TASK
Reproduce the text on Alzheimer's treatment and diagnostic testing in full, word for word.

READING TEXT
......

There is currently no cure to Alzheimers but there are medications to assist in eliminating behavioral and cognitive problems. Memantine, Cholinesterase inhibitors, and Vitamin E are commonly used to decrease symptoms. Antidepressant and antipsychotic medications may also be used to help decrease behavioral symptoms.

Diagnostic Testing
It is important to get a diagnosis as soon as possible. Although there is no cure, treatment seems to work best when done during the first immediate stages. Diagnosis is difficult to pinpoint in this disease so many tests may be done and there may be a long process of ruling out other possible illnesses or symptoms. The tests completed will most likely include: medical history, physical examination, neuropsychological testing, laboratory tests, and possible brain-image scanning. This can be an overwhelming process but early diagnosis is recommended in order to get early treatment and to give time for the family to understand occurences.

......

STUDY MATERIAL

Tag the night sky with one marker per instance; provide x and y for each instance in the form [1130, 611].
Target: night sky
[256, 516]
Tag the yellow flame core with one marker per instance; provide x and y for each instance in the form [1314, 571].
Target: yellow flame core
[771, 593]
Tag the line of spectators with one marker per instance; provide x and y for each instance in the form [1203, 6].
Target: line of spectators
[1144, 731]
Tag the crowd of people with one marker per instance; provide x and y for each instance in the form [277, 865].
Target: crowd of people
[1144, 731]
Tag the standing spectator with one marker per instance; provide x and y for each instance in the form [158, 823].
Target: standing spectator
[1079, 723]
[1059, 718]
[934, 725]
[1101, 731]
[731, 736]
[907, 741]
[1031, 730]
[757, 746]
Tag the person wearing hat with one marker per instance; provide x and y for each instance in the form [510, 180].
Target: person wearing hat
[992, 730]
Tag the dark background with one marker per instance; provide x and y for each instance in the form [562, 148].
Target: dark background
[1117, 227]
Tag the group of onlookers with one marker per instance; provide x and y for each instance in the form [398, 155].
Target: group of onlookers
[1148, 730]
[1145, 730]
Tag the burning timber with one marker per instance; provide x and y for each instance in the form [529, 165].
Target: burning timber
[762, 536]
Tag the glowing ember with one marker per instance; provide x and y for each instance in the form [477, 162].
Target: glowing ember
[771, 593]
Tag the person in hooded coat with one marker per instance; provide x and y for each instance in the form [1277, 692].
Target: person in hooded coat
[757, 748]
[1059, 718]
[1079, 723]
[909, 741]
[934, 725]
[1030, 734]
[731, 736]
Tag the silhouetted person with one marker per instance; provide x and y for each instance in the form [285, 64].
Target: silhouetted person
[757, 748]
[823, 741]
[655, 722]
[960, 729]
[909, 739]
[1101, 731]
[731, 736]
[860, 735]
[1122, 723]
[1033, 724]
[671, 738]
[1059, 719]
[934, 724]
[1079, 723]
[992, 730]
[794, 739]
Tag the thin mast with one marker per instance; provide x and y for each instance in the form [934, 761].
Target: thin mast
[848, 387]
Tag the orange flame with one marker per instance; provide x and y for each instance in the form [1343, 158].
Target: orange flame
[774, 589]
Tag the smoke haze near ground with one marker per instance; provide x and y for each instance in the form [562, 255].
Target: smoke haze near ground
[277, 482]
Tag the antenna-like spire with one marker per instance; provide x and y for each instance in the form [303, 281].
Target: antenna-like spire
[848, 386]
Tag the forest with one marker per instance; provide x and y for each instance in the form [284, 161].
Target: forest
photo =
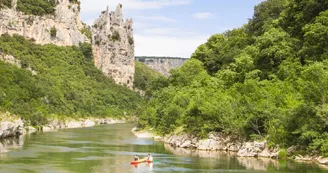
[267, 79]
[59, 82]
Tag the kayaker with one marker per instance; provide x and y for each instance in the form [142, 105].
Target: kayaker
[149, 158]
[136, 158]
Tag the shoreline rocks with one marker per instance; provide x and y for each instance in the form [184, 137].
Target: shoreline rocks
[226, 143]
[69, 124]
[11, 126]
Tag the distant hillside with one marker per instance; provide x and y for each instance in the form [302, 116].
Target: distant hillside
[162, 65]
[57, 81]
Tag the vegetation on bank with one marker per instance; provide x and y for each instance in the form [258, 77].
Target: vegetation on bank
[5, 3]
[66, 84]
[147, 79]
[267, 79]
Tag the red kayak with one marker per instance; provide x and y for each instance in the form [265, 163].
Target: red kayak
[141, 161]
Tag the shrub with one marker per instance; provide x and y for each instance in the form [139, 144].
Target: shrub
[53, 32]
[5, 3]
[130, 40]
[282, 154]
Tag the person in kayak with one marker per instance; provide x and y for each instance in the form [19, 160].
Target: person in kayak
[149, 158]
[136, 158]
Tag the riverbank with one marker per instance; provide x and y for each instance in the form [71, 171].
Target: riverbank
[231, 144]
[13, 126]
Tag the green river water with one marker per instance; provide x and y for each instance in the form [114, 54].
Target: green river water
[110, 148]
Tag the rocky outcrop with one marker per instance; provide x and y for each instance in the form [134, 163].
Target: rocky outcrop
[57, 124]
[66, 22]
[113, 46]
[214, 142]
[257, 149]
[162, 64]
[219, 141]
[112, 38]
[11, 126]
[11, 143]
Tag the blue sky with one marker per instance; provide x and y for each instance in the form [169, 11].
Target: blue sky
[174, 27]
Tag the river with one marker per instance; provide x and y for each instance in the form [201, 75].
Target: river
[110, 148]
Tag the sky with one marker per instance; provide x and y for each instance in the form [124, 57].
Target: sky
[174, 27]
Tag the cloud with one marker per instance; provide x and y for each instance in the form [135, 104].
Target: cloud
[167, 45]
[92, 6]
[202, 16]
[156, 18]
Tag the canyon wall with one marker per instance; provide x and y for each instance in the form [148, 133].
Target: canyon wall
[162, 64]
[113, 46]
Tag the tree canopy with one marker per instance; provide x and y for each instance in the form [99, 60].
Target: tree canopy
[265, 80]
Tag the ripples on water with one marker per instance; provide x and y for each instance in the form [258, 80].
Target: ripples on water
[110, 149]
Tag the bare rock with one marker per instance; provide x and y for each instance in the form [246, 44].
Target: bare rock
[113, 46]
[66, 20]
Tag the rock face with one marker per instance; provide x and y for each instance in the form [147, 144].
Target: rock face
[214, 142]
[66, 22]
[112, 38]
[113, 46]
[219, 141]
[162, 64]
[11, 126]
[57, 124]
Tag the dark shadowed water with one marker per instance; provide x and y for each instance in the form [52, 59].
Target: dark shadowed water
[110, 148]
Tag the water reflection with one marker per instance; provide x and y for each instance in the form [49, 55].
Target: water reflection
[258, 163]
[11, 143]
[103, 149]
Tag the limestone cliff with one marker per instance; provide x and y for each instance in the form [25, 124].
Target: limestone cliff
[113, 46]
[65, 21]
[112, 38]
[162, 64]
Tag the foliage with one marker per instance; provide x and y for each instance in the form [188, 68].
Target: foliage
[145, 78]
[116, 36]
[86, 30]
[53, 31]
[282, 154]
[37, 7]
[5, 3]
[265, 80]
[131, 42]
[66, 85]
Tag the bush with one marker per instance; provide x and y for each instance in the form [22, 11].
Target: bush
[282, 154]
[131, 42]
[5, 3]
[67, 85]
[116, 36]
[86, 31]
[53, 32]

......

SOLUTION TO THIS EXERCISE
There is currently no cure to Alzheimers but there are medications to assist in eliminating behavioral and cognitive problems. Memantine, Cholinesterase inhibitors, and Vitamin E are commonly used to decrease symptoms. Antidepressant and antipsychotic medications may also be used to help decrease behavioral symptoms.

Diagnostic Testing
It is important to get a diagnosis as soon as possible. Although there is no cure, treatment seems to work best when done during the first immediate stages. Diagnosis is difficult to pinpoint in this disease so many tests may be done and there may be a long process of ruling out other possible illnesses or symptoms. The tests completed will most likely include: medical history, physical examination, neuropsychological testing, laboratory tests, and possible brain-image scanning. This can be an overwhelming process but early diagnosis is recommended in order to get early treatment and to give time for the family to understand occurences.